■ BRIEF ■
Pick out every line in the listing below that contains the string "balustrade", matching case exactly, and copy those lines.
-- Begin EXERCISE MATERIALS --
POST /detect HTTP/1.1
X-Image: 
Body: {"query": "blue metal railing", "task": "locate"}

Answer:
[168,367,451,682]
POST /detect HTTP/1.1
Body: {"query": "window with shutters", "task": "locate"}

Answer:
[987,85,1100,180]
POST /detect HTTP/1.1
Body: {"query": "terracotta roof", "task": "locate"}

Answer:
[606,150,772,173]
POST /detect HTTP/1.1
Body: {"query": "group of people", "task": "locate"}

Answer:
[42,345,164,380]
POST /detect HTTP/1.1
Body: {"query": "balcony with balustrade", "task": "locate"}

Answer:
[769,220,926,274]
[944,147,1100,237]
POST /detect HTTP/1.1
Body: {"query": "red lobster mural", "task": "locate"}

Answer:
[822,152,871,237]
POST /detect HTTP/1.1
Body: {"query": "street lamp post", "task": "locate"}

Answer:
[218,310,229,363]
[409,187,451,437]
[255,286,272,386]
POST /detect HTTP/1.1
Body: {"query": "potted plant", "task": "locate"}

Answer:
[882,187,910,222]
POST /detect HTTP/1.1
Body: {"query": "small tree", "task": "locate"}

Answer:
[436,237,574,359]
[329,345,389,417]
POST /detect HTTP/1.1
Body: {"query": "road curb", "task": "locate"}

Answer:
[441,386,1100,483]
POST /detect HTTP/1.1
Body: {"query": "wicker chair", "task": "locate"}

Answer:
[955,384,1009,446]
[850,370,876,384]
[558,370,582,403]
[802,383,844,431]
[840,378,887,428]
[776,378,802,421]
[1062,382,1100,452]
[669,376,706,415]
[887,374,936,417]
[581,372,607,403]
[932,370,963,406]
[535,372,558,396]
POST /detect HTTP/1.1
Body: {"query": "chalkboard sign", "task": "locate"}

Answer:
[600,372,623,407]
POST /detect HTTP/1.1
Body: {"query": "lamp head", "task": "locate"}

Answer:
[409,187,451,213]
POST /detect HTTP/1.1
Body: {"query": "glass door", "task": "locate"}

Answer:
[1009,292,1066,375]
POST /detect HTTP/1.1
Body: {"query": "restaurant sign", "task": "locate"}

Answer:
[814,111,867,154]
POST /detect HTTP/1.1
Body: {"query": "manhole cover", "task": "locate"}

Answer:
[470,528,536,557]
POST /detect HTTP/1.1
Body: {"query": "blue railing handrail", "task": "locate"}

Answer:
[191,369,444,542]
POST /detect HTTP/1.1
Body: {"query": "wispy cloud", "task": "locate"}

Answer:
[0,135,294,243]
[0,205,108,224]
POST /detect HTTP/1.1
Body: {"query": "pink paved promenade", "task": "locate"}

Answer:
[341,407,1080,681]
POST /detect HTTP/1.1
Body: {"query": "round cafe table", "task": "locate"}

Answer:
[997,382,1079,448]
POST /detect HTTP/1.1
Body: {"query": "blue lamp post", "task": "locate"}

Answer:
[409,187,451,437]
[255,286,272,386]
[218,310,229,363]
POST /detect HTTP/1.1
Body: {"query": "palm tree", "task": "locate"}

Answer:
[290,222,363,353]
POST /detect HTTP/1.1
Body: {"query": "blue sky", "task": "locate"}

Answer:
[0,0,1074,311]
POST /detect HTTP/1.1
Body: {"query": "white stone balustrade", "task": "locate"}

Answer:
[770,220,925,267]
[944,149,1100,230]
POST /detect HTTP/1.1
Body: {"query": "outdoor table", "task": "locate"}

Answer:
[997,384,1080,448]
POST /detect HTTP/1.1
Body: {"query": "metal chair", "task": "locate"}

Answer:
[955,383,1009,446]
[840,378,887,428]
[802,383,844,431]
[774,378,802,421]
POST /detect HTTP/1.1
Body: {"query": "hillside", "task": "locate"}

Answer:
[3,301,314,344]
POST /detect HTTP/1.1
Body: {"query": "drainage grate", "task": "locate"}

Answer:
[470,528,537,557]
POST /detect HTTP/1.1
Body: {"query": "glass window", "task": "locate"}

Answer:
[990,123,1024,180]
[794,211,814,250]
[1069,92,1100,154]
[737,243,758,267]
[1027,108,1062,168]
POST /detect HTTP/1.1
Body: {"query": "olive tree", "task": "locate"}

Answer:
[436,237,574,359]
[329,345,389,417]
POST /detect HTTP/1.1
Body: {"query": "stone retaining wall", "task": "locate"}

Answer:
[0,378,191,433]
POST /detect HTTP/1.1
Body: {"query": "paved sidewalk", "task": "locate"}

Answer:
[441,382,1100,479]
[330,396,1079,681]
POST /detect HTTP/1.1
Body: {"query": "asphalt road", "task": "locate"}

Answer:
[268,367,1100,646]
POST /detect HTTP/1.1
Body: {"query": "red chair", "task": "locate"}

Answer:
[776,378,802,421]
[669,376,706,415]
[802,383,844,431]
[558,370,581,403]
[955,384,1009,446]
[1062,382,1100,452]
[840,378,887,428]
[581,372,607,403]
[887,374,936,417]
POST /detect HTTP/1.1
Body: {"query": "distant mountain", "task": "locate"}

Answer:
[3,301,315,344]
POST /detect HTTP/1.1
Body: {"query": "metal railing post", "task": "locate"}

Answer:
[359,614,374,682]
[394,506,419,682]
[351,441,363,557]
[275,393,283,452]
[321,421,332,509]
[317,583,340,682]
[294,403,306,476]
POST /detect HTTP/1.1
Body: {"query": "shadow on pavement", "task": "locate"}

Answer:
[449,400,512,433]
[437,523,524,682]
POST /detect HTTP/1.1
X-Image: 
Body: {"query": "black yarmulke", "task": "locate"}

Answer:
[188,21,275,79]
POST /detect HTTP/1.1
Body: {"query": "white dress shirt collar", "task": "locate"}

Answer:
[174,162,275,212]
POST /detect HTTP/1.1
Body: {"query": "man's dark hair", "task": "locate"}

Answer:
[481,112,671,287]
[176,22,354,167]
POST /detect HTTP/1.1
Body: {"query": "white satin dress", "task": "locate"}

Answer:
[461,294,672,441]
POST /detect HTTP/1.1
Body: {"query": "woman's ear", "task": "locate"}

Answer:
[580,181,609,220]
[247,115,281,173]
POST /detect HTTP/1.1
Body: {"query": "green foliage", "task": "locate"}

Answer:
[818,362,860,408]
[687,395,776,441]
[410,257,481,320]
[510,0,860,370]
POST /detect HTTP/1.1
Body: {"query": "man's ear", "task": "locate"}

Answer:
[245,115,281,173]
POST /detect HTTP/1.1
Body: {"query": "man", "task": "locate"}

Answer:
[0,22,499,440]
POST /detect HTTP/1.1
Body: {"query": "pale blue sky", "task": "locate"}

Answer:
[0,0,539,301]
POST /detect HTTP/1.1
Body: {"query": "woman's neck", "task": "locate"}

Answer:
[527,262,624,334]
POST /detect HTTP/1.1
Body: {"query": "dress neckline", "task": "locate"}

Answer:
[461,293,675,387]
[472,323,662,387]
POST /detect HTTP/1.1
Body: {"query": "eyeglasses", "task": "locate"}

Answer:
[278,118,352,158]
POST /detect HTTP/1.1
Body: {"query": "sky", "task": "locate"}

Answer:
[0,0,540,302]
-- End EXERCISE MATERIALS --
■ ANSWER TO THE EXERCISE ■
Body: {"query": "balcony with balustrade", "task": "locate"}
Body: {"query": "white stone balustrade", "task": "locate"}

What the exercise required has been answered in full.